- _WHAT IS REQUIRED_
Every line of the data that contains the string "wooden" must be copied.

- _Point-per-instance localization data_
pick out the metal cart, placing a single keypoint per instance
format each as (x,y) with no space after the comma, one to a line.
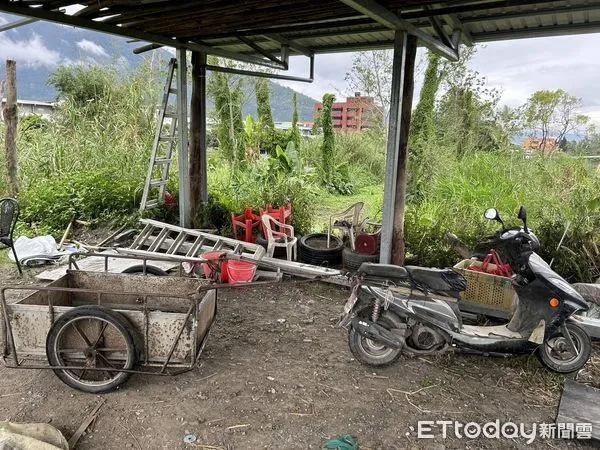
(96,329)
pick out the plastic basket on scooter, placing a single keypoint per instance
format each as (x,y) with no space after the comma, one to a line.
(490,291)
(493,265)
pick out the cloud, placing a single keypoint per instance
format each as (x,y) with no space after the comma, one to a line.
(92,47)
(31,52)
(517,68)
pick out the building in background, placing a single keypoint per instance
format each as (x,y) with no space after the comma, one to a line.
(355,114)
(305,128)
(32,107)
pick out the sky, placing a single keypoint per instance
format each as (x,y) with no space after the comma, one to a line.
(517,68)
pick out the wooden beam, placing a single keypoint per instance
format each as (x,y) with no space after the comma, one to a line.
(58,17)
(387,18)
(398,245)
(17,23)
(198,162)
(393,145)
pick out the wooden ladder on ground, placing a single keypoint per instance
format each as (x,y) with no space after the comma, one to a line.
(159,237)
(163,146)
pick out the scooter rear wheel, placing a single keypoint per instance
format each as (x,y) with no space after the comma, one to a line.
(555,354)
(373,353)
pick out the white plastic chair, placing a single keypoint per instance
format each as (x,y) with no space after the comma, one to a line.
(276,238)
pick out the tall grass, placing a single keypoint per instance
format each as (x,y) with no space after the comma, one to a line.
(556,190)
(90,160)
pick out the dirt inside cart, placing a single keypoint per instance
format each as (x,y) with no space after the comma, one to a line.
(275,373)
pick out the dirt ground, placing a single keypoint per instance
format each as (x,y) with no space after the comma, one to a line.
(276,374)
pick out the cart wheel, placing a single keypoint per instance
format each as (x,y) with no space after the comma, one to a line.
(97,343)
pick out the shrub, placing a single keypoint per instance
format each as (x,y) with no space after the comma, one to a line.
(91,196)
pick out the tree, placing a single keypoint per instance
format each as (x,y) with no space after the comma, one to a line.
(371,74)
(295,133)
(263,104)
(10,139)
(555,113)
(467,110)
(83,85)
(423,120)
(328,146)
(227,92)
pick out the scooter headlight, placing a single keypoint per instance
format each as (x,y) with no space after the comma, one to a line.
(565,287)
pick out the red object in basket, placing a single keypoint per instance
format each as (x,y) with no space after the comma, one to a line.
(366,244)
(499,269)
(216,267)
(240,271)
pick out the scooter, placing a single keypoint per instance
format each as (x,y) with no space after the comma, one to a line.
(589,320)
(394,311)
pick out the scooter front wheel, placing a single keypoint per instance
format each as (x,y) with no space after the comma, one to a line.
(373,353)
(556,352)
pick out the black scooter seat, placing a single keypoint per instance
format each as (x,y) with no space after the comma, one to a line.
(437,280)
(387,271)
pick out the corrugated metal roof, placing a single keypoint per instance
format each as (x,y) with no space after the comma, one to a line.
(316,25)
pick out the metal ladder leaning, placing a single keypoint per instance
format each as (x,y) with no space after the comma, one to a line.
(168,239)
(163,146)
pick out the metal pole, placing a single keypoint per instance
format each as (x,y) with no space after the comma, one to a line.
(182,136)
(393,146)
(204,163)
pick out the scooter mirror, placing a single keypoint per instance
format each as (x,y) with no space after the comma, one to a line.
(523,216)
(491,214)
(522,213)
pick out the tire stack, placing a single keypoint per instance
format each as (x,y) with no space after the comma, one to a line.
(366,250)
(312,249)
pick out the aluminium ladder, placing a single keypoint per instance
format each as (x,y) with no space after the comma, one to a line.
(160,237)
(163,146)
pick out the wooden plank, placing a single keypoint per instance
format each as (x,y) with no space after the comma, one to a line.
(580,404)
(96,264)
(289,267)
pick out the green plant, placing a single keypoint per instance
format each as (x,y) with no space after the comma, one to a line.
(91,196)
(328,144)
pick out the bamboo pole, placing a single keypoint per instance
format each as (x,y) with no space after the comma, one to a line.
(11,120)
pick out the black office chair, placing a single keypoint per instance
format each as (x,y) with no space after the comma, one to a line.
(9,213)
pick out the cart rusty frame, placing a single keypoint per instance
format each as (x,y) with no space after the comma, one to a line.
(194,315)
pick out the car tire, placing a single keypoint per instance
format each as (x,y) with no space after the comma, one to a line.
(312,249)
(352,260)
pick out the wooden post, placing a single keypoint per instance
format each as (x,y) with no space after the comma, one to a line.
(398,247)
(198,163)
(10,118)
(393,146)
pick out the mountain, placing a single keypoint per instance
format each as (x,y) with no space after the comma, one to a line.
(40,47)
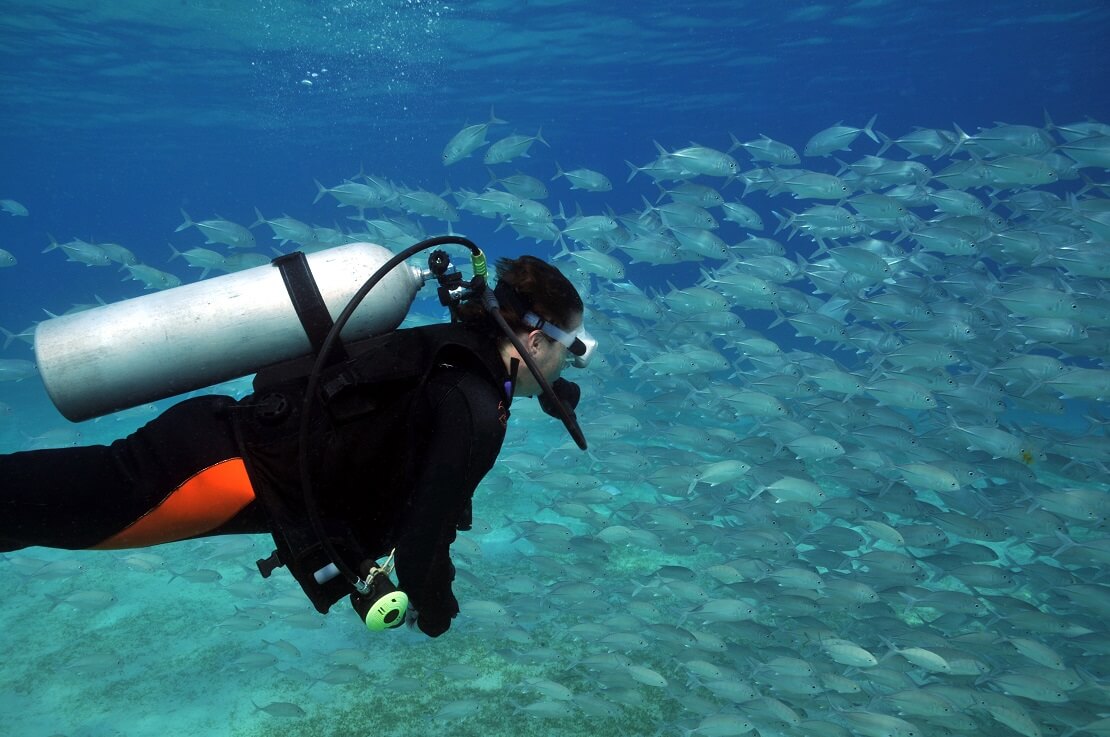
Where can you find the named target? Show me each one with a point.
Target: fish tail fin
(961, 138)
(868, 129)
(188, 223)
(735, 143)
(1049, 125)
(887, 142)
(634, 168)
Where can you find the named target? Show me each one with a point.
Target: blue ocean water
(120, 115)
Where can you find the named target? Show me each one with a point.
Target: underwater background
(825, 494)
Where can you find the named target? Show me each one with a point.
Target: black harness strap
(308, 302)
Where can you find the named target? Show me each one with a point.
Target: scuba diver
(365, 450)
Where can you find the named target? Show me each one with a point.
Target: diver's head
(544, 311)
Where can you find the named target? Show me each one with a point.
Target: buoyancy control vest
(365, 432)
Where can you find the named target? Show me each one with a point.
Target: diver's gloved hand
(568, 393)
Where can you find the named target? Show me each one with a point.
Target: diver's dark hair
(542, 289)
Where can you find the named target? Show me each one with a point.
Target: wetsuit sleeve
(462, 444)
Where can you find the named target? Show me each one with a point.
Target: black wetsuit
(396, 455)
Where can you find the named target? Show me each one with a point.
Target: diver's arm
(462, 444)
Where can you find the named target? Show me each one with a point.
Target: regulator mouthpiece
(382, 606)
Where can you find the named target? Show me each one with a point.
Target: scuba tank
(153, 346)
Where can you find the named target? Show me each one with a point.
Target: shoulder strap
(308, 302)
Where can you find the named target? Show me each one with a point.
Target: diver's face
(550, 355)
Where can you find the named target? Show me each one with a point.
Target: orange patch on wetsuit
(204, 502)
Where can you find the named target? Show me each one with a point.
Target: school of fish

- _RESPONSE_
pick out the wooden beam, placing a single keypoint per instance
pick out the wooden ladder on ground, placing a single keypoint per instance
pick out the wooden plank, placing a single keypoint per instance
pick out the wooden post, placing a single keypoint per instance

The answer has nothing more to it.